Passage for review:
= Beginning of Section =
Take-off subsidies beeld via Unsplash

Take-off grants for five innovative Radboud projects

The Netherlands Organisation for Scientific Research (NWO) has awarded Take-off grants to five Radboud projects. This allows academic and innovative start-ups to investigate whether their science-based innovative ideas are feasible and commercially applicable.

The award of a Take-off grant is often the prelude to a spin-off. The five Radboud projects awarded this time are not only from the STEM and medical fields; there is also an award for an innovation in the social sciences (Yvonne van den Berg's Stoeltjesdans project).

In the autumn 2022 round, in which a total of 47 projects have been granted, the following Radboud projects were honoured:

Stoeltjesdans - Yvonne van den Berg

De Stoeltjesdans is a free, online tool that supports teachers in monitoring and managing the social safety at school. A first bètaversion was launched in 2016 and quickly grew to the unexpectedly high number of almost 14.000 users. However, it succumbs her success, due to the still growing (inter)national demands in combination with lack of financial and human resources. The goal of this project is therefore to test the feasibility of a commercialized and improved version of De Stoeltjesdans, that will be run by a new start-up. All to ensure the social safety of our children at school.

PiCard – quantum information hardware – Britta Redlich

PiCard Systems is a start up focusing on developing quantum hardware that provides infrastructure support for quantum computing, and its first device to do this will be the πcard. Quantum computing is a rapidly maturing field, which as yet does not have complimentary supporting hardware infrastructure, such as storage. Changing this means tackling complex problems. The πcard aims to explore this need using a unique combination of silicon technology, FIR optics and cryogenics.
= End of Section =
Required actions:
#1 Answer these questions from the article on the Radboud Take-off grants.
(a) Which organization awarded the Take-off grants?
(b) How many projects were granted in total in the autumn 2022 round?
(c) In what year was the first beta version of De Stoeltjesdans launched?
#2 Reproduce a passage from the article on the Radboud Take-off grants word for word, starting at "De Stoeltjesdans is" and ending at "children at school.".
#3 Resume the article on the Radboud Take-off grants, picking up after its final sentence.

Data:
= Beginning of Section =
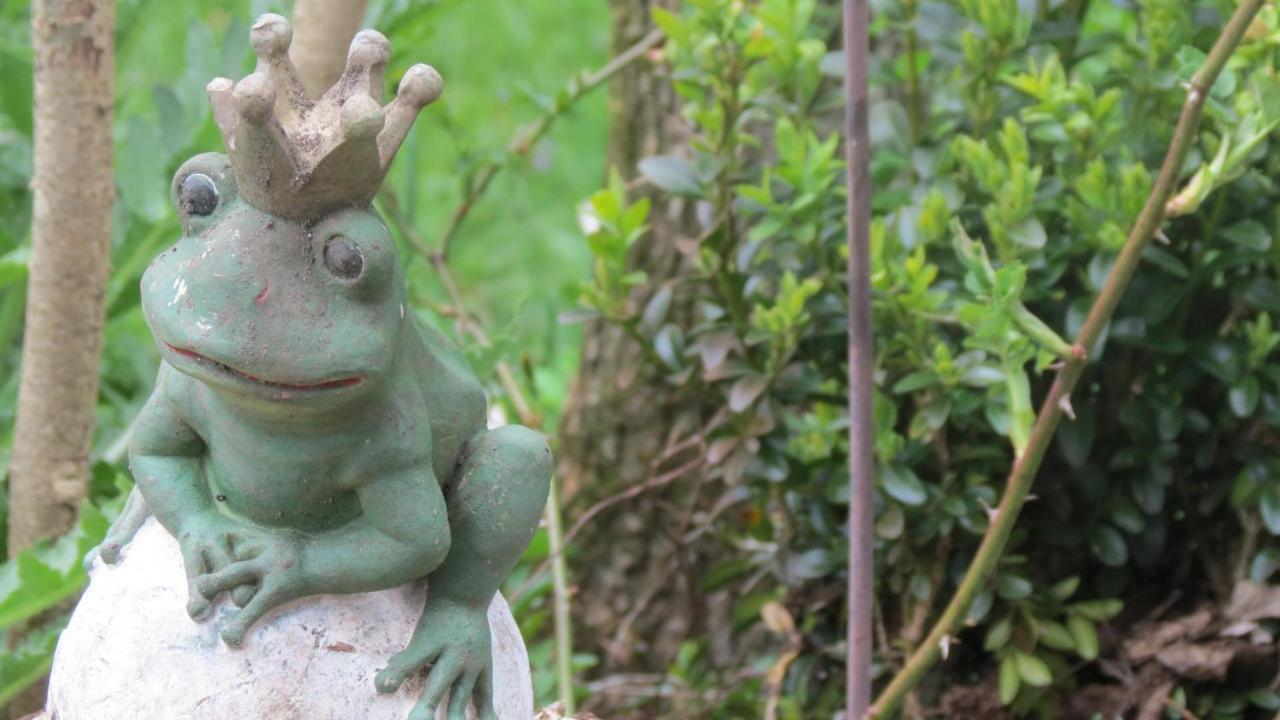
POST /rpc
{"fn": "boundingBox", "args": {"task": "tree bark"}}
[9,0,115,555]
[557,0,703,673]
[9,0,115,715]
[289,0,371,100]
= End of Section =
Answer set:
#1
(a) The Netherlands Organisation for Scientific Research (NWO).
(b) 47 projects.
(c) 2016.

#2
De Stoeltjesdans is a free, online tool that supports teachers in monitoring and managing the social safety at school. A first bètaversion was launched in 2016 and quickly grew to the unexpectedly high number of almost 14.000 users. However, it succumbs her success, due to the still growing (inter)national demands in combination with lack of financial and human resources. The goal of this project is therefore to test the feasibility of a commercialized and improved version of De Stoeltjesdans, that will be run by a new start-up. All to ensure the social safety of our children at school.

#3
New trans-cyclooctenes for diagnostic tests– Floris Rutjes

The aim of this project is to develop new diagnostic tests based on a smart click reaction using reactive trans-cyclooctenes. The trick of this reaction is that the conjugation of two molecules in this case leads to the release of another moclecule, which enables a new window of diagnostic applications.

Development of glycotherapeutics – Thomas Boltje

Every human cell is coated with carbohydrate structures called glycans. Many cancers overexpress certain glycans which is associated with their aggressiveness and invasiveness. In this project we investigate if targeting these glycans has therapeutic potential. By doing so, we could potentially severely cripple the cancer's ability to grow and metastasize.

Constence – Marcel van Gerven
Current AI systems consume an enormous amount of energy while learning new tasks as this learning takes place on large central computing clusters. The aim of this project is to show how new brain-inspired algorithms can enable us to make this learning more efficient and to apply it in embedded systems that do not use central compute clusters. This technique makes it possible to train AI systems in a more energy-efficient way and to enable learning in situations where one cannot or does not want to use central computing clusters.